Entries supplied START

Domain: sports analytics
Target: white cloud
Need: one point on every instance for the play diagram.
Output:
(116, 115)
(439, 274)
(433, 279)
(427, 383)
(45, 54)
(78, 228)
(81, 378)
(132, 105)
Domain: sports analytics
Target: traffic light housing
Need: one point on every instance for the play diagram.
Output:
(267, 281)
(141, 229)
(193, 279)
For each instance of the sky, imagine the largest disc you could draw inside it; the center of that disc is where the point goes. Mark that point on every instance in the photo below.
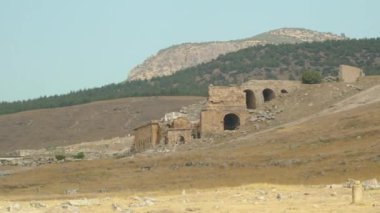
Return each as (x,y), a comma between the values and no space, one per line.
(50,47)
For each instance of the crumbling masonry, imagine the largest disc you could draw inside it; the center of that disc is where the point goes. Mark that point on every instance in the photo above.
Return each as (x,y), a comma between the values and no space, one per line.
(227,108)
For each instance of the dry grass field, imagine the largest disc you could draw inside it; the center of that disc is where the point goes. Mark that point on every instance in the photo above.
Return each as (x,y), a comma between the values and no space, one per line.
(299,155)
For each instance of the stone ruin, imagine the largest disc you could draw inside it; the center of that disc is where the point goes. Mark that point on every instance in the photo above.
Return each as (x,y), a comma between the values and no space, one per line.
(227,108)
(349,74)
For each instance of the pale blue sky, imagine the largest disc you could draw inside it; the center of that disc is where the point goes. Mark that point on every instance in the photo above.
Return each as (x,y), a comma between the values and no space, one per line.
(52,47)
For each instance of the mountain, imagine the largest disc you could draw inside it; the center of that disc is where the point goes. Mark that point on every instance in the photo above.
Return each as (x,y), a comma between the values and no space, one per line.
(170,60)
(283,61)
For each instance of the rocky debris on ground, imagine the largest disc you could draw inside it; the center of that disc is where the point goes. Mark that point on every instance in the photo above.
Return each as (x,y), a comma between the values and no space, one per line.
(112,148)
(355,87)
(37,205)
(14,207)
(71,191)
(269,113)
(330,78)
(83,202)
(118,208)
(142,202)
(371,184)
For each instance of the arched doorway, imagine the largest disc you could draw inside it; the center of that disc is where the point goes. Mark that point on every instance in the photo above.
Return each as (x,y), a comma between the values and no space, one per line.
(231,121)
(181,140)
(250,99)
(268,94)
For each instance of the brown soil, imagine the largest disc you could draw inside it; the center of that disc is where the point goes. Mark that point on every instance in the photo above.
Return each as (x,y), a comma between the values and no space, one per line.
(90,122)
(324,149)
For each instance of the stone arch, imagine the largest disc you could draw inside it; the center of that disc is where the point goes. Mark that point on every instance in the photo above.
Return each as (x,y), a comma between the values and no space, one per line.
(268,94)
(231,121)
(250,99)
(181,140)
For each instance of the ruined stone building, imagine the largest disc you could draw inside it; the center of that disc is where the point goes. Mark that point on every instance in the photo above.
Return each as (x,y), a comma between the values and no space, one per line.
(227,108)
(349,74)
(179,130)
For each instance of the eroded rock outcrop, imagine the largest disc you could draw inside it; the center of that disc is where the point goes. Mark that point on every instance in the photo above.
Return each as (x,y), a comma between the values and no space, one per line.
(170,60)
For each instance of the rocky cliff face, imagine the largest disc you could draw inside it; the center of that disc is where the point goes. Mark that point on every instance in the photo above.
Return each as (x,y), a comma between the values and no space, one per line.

Entries supplied END

Exercise brief: Word for word, restate the records shown above, minus the pictures.

Task output:
Domain: sports analytics
Target: white cloud
Need: one point on every instance for the play diagram.
Output:
(116, 115)
(439, 274)
(433, 279)
(427, 383)
(45, 54)
(78, 228)
(81, 378)
(132, 105)
Domain: sports analytics
Target: traffic light housing
Need: one point on every instance for the play diagram.
Output:
(267, 281)
(141, 229)
(193, 279)
For each instance of the sky, imagine the largest disc you could draw inside it; the center of that disc is where the point goes. Mark that point on every instance in the photo below.
Return each as (x,y), a comma between the values and no space, one per line.
(50,47)
For each instance of the crumbling masonry, imagine the largest disc you could draw inside it; the center of that disc is where the point goes. Mark that point on every instance in the photo above.
Return each as (x,y), a comma between the values and no space, one per line.
(227,108)
For each instance of the dry grass field, imagine the largest disc you could draw inside it; the center of that disc is where the point goes. Mark that point on every instance in the photo above.
Return each as (x,y), a comma between the values and no space, one per line.
(299,155)
For each instance of the stone ruin, imagine the largest disc you could draw inside it; the center of that disc is where the point goes. Mark that point on every instance in the photo above.
Return each as (x,y), a comma between the values and no space, one per line.
(227,108)
(349,74)
For each instance of the pale blue sky, imagine the largest disc you could draw inside it; the center of that disc is where the point goes. Mark that point on every instance in the photo above.
Return each as (x,y), a comma between the values and no space, one per line.
(52,47)
For each instance of the mountain, imagine the largest disc you could draw inside it; the center of that disc is where the point goes. Mark that point on every instance in the photo above.
Return each as (x,y), a comma between the values and no space, one per line.
(170,60)
(283,61)
For each instance of the rocky debris on ground, imagine the largest disc you could draw inside it; the center of that disc is where the point goes. Mark that point on every instance in the photo above.
Return each as (x,y), a comma between the values and no space, one per line.
(112,148)
(355,87)
(37,205)
(14,207)
(71,191)
(269,113)
(330,78)
(83,202)
(118,208)
(142,202)
(371,184)
For each instance of the arched doorway, imagine the largest disc you could draw inside it; the center of that disc is where the point goes. Mark that point on every instance in the photo above.
Return each as (x,y), a comma between the values and no space, one per line.
(231,121)
(181,140)
(250,99)
(268,94)
For each instance of the brown soil, imagine the largest disc you could draw inside it; the center of that disc is where the point goes. Mark that point on every instance in the photo above.
Return each as (x,y), a comma between the values and no space, one per line.
(90,122)
(324,149)
For each instance of the stone arch, imagine the largest disc you could draw inside it; the center of that disc is where the point goes. Mark that point on every instance in the photo above.
Return each as (x,y), a comma between the values and no space, one per line.
(268,94)
(231,121)
(250,99)
(181,140)
For each instance of the ruined stone building, imagine the largest disc you could draw inside it; the center of that disc is where the point goes. Mark that point on every instance in the photo above.
Return each as (x,y), a comma between the values and no space, one per line.
(227,108)
(349,74)
(179,130)
For each instance of the eroded rock outcrop, imagine the largest disc you could draw inside it; the center of that disc is where the point goes. Mark that point on every instance in the photo above.
Return each as (x,y), a comma between the values and no space, one per line.
(170,60)
For each instance of the rocky cliff face, imagine the largest disc you could draw inside it; the center of that disc is where the point goes. Mark that point on every instance in the photo above.
Return each as (x,y), a comma between the values and no space, one per line.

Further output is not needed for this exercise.